◆ **GIVEN TEXT**
Further, the immunoblot analyses confirmed that three colonies of the VacA1 (i.e., A5-G12-F10) and two colonies of the VacA2 (F4 and H1) as strong VacA binders (Fig. 6). Given that the immunoblotting assay is on the basis of denaturing the 3D structure of the peptide, the D1 could possibly interact with the conformational epitope of the peptide, but not the linear structure (Forsstrom et al. 2015; Trott et al. 2014).

The functionality of the scFvs analyzed by the flow cytometry method confirmed that all the isolated scFvs show high cell-associated fluorescence signal when they are linked to the surface of the VacA toxin on the surface of H. pylori (Fig. 7). Furthermore, the binding affinity calculation performed by SPR analysis showed an overall dissociation equilibrium constants (KD) of 100 nM for all the scFvs (Table 3).

Despite the overall similarity between the scFv sequences, bioinformatic results showed that this small diversity in sequence might lead to the significant difference in conformational structures and consequently functional characterization of each scFv (Figs. S2, S6, and S8). Such sequence diversity causes the formation of the biggest pocket in different sites and also possible changes in the density of frustration index in scFv structures (Figs. S5 and S6). The aforementioned structural and consequently physicochemical diversity might eventuate difference in the tendency of CDR regions to target peptides (Table 4). For example, in silico docking result indicates only CDR3H of H1 scFv is involved in the interaction with the VacA2 peptide, while all CDRs from F10 were found to interact with the VacA1 (Fig. S8). Bioinformatic analyses confirmed almost all the experimental results; nonetheless, the D1 and A5 colonies showed somewhat deviation from the in silico results in western blot analysis for D1 and VacA1 and SPR analysis for A5 and VacA1. Despite that pocket finder analysis showed overlap between major scFv regions and pockets as cavities that define potential interacting capacity (Table S3), docking results proved that affinity for interacting antigen with CDR is more than the off-sequential regions such as myc-tag and linker taking part in cavity formation (Figs. 8 and S8). Taken all, the 3D structures and sequences of the isolated scFvs were fully determined (Fig. 9).

◆ **TASK DETAILS**
Carry on the passage about the scFv antibodies that bind the VacA toxin of H. pylori, beginning after its final sentence.

[Collected data entries]
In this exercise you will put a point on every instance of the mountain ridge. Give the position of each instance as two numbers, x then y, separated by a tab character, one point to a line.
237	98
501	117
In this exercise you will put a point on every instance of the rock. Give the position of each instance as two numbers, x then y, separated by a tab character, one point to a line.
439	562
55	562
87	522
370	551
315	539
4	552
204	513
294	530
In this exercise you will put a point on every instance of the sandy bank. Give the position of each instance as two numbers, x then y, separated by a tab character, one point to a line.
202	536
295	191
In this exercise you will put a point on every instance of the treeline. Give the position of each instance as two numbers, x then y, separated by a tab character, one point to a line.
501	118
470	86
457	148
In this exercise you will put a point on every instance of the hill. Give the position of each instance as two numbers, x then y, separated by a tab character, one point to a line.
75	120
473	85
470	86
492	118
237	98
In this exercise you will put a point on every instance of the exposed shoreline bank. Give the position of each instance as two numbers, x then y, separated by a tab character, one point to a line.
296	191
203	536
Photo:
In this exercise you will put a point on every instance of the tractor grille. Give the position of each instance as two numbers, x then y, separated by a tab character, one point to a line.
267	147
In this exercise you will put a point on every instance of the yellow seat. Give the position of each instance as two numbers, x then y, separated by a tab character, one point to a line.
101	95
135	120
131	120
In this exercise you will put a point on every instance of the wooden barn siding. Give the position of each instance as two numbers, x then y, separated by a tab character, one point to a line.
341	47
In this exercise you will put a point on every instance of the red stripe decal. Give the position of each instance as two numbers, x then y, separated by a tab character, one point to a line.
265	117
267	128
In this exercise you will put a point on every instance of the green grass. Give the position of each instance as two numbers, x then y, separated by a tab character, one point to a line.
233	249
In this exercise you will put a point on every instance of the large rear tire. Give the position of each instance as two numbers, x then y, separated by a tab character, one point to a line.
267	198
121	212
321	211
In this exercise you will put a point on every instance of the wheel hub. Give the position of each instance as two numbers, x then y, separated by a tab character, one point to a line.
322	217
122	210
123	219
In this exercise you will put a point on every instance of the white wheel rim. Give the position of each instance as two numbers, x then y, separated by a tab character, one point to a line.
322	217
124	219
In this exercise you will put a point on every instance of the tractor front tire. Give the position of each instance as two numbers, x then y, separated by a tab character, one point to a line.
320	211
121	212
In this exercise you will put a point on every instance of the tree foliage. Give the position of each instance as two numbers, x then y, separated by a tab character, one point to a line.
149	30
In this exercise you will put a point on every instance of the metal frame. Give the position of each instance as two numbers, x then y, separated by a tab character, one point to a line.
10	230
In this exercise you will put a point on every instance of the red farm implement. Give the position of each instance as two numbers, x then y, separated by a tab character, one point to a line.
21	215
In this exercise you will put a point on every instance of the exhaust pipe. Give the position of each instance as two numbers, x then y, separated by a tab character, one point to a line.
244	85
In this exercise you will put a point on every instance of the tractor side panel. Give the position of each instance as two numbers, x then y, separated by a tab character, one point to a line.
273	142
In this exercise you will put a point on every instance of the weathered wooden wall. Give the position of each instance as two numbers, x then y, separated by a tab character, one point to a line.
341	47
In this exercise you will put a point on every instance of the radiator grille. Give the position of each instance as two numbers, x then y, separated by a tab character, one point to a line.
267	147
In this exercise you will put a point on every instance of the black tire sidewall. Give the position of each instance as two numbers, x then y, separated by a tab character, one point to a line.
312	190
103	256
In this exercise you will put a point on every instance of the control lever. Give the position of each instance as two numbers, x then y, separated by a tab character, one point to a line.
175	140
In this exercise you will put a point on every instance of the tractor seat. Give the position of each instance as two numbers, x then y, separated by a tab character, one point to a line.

◆ **EXERCISE RESULT**
Two scenarios can be assumed by the comparison of bioinformatic results with the Western blot and SPR analyses. First, there is a false-negative result in western blot analysis of D1 and VacA1 SPR analysis for A5 and VacA1, even though in silico docking results confirmed desirable affinity of D1 and A5 to VacA2 and VacA1, respectively. Second, there is a false-positive response in SPR analysis of D1 and VacA2 and also a false-positive response in the western blotting analysis of A5 and VacA1.

It should be noted that a high in vitro blocking capacity of the IgAs has already been reported, in which IgA was shown to display high stability in the gastric environment with good avidity and to the membrane-associated proteins of H. pylori (Berdoz and Corthesy 2004). Further, new drug delivery agents resistant to mucus barrier of the stomach have brought new insights to the efficient delivery of antimicrobial agents (Jain et al. 2012; Jain and Jain 2013).

Altogether, it seems that the conventional treatments of the H. pylori-mediated gastric diseases are shifting towards immunopharmaceuticals. In brief, in this present study, we isolated scFvs against VacA toxin of H. pylori for the first time by means of a solution-phase biopanning. The isolated scFvs displayed high binding affinity confirmed by experimental and bioinformatic approaches. On the basis that a portion of the VacA is attached to the bacterial membrane and the high affinity of the isolated scFvs to the surface-exposed areas of the VacA toxin, we propose the selected scFvs as new Ab fragments that can be further developed towards both research and clinical applications in the H. pylori-infected patients.